DIRECTIONS:
Pull out every line of the material below that contains the word "Return" and copy each of those lines in full. Upper and lower case must match.

-- Begin EXERCISE INPUT --

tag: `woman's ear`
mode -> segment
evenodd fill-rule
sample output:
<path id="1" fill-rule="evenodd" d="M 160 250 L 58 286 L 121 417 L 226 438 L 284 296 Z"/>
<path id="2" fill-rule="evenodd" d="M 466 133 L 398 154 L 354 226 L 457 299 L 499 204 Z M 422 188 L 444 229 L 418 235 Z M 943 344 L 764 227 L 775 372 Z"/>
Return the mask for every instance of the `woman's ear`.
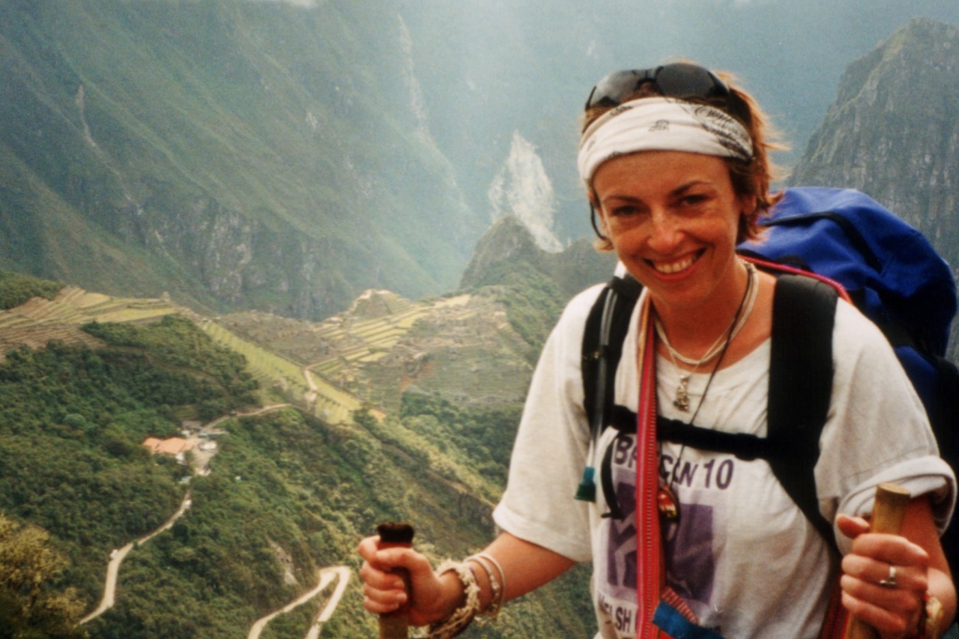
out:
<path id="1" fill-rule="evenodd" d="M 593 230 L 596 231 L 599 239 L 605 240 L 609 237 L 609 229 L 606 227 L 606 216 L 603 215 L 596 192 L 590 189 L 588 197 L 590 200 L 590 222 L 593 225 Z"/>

-- End EXERCISE INPUT --
-- Begin EXERCISE INPUT --

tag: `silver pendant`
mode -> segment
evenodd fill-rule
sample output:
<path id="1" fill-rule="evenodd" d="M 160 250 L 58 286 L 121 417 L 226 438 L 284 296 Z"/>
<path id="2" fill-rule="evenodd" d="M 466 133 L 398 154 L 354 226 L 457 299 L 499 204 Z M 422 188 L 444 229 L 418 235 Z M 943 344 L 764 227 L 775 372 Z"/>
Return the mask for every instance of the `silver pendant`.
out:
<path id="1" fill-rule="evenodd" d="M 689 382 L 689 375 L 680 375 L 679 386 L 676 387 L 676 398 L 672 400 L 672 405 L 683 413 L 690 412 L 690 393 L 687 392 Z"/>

-- End EXERCISE INPUT --
-- Begin EXERCISE INPUT --

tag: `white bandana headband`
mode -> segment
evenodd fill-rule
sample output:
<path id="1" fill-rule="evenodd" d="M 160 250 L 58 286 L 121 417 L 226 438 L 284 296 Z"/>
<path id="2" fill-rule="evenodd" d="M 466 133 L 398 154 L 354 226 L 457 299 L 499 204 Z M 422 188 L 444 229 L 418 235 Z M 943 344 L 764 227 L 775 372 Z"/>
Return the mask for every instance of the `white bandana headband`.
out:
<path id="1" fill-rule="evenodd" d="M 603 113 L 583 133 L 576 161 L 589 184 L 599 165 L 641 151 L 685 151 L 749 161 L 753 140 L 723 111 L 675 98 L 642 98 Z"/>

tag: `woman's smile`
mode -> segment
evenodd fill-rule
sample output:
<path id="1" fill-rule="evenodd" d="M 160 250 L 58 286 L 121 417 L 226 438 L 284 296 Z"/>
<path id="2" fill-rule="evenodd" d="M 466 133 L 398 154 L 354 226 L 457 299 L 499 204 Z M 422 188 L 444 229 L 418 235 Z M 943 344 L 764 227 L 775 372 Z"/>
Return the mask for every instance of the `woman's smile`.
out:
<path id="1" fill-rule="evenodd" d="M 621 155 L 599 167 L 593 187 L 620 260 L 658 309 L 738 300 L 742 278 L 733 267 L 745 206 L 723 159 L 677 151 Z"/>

-- End EXERCISE INPUT --

THE SOLUTION:
Return the mask for every instance of the `woman's ear`.
Return the mask for every instance of the `silver pendant`.
Return the mask for every instance of the `white bandana headband`.
Return the mask for every instance of the `woman's smile`.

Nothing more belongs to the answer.